PROBLEM TO SOLVE → Copy the data from the line that has "Would you kindly point at the mountain" through the line that has "<point>156,164</point>", both lines included, and keep the request line. Multiply each point coordinate in the answers by 1.1 and round it to a whole number with halves going up, but leave the request text and its format sample as they are.

RECORDED DATA →
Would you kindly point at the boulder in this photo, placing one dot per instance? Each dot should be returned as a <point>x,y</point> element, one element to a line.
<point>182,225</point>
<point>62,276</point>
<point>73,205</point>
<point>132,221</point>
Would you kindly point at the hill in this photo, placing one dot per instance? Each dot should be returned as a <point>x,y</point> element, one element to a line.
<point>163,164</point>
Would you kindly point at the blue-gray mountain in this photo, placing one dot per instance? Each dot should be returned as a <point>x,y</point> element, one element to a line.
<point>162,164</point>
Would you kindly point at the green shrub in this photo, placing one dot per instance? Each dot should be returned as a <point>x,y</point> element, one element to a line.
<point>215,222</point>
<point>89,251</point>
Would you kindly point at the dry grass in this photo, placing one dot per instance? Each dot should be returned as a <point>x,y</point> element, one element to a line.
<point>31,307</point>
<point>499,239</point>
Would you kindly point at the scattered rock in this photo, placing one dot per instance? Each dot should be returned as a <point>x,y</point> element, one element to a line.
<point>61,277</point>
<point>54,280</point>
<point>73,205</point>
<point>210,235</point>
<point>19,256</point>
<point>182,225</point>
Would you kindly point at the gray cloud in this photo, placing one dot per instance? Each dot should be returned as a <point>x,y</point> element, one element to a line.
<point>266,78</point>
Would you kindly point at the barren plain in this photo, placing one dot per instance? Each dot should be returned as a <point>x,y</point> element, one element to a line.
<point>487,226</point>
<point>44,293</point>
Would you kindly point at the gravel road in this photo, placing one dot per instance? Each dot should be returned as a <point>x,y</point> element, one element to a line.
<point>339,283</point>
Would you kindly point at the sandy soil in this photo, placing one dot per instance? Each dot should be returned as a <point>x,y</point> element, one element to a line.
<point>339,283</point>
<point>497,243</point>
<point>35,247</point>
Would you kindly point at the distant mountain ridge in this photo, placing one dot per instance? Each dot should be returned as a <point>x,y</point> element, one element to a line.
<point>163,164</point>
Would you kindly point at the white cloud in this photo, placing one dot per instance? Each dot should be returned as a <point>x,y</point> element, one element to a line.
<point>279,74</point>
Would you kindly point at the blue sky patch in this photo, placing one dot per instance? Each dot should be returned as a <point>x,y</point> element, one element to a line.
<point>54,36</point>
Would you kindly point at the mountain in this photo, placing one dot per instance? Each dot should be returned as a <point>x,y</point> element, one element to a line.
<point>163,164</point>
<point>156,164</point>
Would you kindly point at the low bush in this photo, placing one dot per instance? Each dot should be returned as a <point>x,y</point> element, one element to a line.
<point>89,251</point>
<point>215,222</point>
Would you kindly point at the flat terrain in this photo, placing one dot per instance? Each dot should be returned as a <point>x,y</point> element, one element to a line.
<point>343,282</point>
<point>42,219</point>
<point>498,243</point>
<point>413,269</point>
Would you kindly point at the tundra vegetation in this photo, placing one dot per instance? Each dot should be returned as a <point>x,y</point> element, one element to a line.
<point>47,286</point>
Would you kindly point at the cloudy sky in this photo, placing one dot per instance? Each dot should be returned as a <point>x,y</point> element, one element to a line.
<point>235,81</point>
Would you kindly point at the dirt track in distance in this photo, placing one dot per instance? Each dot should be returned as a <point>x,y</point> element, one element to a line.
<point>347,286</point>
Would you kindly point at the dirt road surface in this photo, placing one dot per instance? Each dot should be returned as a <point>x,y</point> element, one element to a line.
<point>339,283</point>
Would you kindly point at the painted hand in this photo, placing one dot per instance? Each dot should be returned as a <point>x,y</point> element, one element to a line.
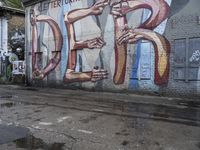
<point>98,7</point>
<point>98,74</point>
<point>37,74</point>
<point>129,36</point>
<point>95,43</point>
<point>119,8</point>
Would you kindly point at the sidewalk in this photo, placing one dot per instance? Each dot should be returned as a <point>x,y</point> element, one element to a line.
<point>61,119</point>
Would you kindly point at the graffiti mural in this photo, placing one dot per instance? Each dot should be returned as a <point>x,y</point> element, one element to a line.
<point>76,30</point>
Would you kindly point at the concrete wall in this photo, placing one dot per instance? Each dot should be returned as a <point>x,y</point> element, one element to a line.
<point>135,45</point>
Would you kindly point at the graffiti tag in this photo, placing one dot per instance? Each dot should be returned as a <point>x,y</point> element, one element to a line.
<point>195,56</point>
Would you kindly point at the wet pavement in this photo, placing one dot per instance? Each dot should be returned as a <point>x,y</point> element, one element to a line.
<point>60,119</point>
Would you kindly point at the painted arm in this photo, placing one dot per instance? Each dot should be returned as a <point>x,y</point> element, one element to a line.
<point>94,75</point>
<point>79,14</point>
<point>71,17</point>
<point>159,10</point>
<point>58,40</point>
<point>161,46</point>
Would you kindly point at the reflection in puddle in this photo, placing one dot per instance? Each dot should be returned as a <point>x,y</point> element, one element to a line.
<point>30,142</point>
<point>189,103</point>
<point>8,105</point>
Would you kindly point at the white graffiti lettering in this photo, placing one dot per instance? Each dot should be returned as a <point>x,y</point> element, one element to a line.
<point>195,56</point>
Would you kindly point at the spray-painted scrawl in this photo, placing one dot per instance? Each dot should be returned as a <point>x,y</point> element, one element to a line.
<point>124,35</point>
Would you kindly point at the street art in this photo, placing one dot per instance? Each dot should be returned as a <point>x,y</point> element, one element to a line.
<point>56,52</point>
<point>124,35</point>
<point>195,56</point>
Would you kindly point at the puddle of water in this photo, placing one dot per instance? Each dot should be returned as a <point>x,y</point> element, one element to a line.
<point>190,104</point>
<point>31,142</point>
<point>8,96</point>
<point>22,138</point>
<point>9,133</point>
<point>8,105</point>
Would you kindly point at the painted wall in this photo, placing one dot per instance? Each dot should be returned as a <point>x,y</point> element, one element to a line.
<point>114,45</point>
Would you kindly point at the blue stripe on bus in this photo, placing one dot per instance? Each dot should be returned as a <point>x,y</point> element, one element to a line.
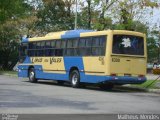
<point>27,60</point>
<point>74,33</point>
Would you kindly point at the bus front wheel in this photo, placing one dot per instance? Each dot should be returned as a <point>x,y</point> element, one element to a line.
<point>75,79</point>
<point>32,77</point>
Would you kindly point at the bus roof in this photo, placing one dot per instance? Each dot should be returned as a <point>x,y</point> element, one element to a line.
<point>79,33</point>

FULL SOLUTION →
Would you kindly point at the mountain in this photo, placing one dot per instance? Each dot should be returned as a <point>x,y</point> element, one element to a line.
<point>179,180</point>
<point>172,180</point>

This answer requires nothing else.